Repeat the records below word for word, but start at the line that contains "the white shorts", stop after the last line, and include nothing else.
----------------
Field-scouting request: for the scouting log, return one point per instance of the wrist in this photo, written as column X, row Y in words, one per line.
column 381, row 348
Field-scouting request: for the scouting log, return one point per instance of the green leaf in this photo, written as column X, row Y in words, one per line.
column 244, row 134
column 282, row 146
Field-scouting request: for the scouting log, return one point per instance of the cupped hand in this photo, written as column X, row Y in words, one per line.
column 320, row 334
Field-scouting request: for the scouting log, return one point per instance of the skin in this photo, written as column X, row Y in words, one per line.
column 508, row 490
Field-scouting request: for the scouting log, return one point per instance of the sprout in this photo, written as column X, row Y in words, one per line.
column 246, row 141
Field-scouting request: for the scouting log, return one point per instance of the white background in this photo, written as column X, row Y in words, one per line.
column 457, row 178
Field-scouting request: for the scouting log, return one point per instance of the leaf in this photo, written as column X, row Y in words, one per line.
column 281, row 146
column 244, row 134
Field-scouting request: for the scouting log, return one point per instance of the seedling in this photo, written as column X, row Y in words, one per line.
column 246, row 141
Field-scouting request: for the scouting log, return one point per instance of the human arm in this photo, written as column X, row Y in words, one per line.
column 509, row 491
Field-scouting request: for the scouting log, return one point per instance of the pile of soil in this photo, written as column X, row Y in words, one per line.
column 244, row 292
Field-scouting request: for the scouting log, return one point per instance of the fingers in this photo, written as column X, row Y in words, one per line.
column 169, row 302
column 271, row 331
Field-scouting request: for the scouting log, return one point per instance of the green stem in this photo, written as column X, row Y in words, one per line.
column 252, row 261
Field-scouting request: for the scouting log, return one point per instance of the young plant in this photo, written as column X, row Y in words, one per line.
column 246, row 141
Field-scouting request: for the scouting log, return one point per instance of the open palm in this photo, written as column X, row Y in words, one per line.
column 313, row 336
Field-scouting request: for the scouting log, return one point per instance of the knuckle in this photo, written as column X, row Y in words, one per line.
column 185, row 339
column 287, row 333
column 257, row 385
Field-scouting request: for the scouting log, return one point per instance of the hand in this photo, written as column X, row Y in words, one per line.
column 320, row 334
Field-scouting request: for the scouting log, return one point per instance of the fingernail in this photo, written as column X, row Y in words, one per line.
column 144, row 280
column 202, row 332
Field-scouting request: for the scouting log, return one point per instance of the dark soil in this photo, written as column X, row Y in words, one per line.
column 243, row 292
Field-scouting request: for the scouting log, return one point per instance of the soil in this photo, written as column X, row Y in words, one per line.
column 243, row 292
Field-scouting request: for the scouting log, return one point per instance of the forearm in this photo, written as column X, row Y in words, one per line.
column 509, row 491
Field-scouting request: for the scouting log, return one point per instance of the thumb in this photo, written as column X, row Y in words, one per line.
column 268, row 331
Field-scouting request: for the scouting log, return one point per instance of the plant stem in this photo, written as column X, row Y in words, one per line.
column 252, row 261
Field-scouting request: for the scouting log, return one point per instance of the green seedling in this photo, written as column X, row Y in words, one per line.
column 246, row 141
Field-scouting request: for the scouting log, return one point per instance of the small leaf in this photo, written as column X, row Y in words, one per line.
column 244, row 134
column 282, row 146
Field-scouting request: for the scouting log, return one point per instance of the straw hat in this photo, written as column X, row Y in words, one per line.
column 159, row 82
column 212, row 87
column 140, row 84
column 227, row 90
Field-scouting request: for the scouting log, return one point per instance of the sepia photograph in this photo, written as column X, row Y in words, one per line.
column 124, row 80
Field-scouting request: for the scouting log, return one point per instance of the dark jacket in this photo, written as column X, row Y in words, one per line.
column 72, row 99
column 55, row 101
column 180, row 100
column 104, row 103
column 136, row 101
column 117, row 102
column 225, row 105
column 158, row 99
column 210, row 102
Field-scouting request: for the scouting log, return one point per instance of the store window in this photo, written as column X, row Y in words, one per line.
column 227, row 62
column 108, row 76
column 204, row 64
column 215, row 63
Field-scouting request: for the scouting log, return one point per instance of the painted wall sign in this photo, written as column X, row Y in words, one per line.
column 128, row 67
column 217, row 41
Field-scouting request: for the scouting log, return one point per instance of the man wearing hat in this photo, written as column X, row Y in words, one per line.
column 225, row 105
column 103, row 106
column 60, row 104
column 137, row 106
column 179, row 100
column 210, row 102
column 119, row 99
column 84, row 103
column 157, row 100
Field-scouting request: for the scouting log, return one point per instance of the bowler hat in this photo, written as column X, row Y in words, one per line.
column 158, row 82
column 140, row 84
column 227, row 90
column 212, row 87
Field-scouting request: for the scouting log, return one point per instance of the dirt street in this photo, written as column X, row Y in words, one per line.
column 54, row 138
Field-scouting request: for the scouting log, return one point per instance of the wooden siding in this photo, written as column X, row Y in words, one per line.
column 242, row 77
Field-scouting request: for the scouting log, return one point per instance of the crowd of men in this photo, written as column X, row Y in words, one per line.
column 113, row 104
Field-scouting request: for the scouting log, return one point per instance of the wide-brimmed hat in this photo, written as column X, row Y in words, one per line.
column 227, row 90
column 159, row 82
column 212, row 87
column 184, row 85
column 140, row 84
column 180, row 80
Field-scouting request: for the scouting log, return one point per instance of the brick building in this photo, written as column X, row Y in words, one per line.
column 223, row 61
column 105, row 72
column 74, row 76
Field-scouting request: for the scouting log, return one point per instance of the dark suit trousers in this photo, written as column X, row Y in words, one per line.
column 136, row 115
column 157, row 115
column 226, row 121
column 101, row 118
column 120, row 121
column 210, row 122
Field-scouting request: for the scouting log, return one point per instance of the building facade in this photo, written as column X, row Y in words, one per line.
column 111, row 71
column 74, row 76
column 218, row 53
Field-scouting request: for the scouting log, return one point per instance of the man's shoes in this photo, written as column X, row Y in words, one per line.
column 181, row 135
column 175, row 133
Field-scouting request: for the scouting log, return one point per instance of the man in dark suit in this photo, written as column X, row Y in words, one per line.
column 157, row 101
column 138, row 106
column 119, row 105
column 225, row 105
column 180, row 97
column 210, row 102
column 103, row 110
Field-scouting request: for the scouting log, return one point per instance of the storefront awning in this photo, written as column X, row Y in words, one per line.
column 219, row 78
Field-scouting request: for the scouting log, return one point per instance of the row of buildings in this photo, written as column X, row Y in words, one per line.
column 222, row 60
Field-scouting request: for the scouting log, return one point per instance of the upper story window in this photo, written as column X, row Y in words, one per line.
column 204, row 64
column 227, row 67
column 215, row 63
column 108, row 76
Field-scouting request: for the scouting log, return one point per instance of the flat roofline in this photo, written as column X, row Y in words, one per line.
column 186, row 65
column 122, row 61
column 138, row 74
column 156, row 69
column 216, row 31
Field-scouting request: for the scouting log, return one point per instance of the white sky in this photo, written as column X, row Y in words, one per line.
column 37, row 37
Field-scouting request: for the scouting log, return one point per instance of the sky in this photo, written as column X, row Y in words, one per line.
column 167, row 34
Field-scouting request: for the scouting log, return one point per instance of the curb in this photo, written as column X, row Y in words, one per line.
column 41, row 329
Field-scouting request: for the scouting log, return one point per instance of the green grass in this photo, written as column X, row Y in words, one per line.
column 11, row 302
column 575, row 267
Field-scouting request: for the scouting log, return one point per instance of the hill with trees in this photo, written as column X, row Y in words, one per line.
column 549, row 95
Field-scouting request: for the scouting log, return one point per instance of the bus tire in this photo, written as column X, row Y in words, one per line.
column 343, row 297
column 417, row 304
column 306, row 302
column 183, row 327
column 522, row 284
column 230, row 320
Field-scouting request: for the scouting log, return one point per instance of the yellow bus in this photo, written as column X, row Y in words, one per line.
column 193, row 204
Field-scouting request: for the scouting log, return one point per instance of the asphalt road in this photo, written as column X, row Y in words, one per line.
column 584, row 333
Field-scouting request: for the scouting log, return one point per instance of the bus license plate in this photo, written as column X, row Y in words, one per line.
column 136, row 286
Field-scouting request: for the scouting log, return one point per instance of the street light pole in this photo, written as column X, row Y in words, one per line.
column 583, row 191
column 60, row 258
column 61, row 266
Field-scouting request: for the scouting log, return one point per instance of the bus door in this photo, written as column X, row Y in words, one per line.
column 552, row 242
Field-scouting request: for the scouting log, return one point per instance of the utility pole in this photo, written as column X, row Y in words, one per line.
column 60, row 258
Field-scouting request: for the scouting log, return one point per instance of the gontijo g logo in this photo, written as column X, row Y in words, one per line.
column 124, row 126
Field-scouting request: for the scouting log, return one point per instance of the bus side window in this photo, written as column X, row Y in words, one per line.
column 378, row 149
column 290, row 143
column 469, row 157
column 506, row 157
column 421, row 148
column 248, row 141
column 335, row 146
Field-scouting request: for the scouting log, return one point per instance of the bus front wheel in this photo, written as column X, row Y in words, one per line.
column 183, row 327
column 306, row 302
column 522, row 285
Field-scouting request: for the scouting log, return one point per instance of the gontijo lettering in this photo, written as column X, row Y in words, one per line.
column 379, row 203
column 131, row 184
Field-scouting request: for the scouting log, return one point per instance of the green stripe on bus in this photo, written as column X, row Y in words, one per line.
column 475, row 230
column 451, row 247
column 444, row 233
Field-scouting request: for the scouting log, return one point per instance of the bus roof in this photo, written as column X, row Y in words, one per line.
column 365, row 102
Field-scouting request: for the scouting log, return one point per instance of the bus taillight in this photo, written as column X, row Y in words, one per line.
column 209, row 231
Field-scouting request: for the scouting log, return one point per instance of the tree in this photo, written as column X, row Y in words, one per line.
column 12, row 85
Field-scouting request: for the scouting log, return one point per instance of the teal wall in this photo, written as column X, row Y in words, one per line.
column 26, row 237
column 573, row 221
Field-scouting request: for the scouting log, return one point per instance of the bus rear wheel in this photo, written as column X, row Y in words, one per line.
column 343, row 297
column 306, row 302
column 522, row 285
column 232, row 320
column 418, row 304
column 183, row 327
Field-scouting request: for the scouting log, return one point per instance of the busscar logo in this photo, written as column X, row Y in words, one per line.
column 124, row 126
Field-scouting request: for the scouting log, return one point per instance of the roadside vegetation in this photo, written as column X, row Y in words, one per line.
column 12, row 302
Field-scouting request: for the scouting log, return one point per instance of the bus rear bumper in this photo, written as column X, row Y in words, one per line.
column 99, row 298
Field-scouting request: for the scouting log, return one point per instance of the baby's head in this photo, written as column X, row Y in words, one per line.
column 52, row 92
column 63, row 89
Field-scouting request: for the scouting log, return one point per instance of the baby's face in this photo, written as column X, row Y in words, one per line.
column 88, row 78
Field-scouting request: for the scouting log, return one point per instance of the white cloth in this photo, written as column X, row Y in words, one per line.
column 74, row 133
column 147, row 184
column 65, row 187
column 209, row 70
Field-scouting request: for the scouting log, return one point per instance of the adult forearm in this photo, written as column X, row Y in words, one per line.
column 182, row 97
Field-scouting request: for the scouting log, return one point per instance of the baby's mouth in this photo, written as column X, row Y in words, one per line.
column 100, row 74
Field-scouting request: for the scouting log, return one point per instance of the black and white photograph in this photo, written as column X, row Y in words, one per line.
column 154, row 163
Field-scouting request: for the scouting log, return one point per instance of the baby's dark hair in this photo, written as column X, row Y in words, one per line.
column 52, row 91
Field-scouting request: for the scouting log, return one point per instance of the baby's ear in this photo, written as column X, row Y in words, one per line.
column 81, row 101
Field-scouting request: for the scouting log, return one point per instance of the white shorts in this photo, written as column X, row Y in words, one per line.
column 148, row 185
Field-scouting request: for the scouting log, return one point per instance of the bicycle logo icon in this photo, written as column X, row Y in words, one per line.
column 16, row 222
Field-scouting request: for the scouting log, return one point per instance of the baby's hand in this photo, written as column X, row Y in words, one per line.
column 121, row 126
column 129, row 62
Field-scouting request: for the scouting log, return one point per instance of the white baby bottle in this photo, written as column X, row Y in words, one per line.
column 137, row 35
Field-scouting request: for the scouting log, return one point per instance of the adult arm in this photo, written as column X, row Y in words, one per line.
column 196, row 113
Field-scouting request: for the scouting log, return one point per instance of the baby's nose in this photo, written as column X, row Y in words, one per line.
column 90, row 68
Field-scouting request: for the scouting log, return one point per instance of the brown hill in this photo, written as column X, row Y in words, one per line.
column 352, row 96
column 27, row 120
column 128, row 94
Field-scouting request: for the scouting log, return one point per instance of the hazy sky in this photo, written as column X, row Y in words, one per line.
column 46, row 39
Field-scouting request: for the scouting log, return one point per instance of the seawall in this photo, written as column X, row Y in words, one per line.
----------------
__ANSWER BELOW__.
Field-scouting request: for the scouting log, return one point per instance of the white shorts in this photo, written as column X, row Y in words, one per line.
column 148, row 185
Field-scouting request: for the scouting log, return one point per instance of the bicycle logo icon in this photo, written as column X, row Y in words, one per line.
column 16, row 222
Field-scouting request: for the scouting log, return one point per instance of the baby's hand in this photo, written as column X, row Y in words, one per line.
column 121, row 126
column 129, row 62
Field-scouting request: for the scouting log, return one point per instance of the white baby bottle in this photo, written as column X, row Y in words, one per line.
column 137, row 35
Field-scouting request: for the scouting log, return one point per instance of the adult arm in this photo, written as column X, row Y in words, one per line.
column 196, row 113
Field-scouting request: for the scouting log, return one point per instance of the baby's nose in this photo, written as column X, row Y in words, one per line.
column 90, row 68
Field-scouting request: for the scouting log, return one point per instance of the brown hill in this photo, written as column X, row Y in words, one per line.
column 352, row 96
column 27, row 120
column 128, row 94
Field-scouting request: for the scouting log, return one point per instance of the hazy sky in this photo, written as column X, row Y in words, one per line.
column 46, row 39
Field-scouting request: for the scouting log, return one point per instance of the seawall in this photo, written as column X, row Y in words, one per line.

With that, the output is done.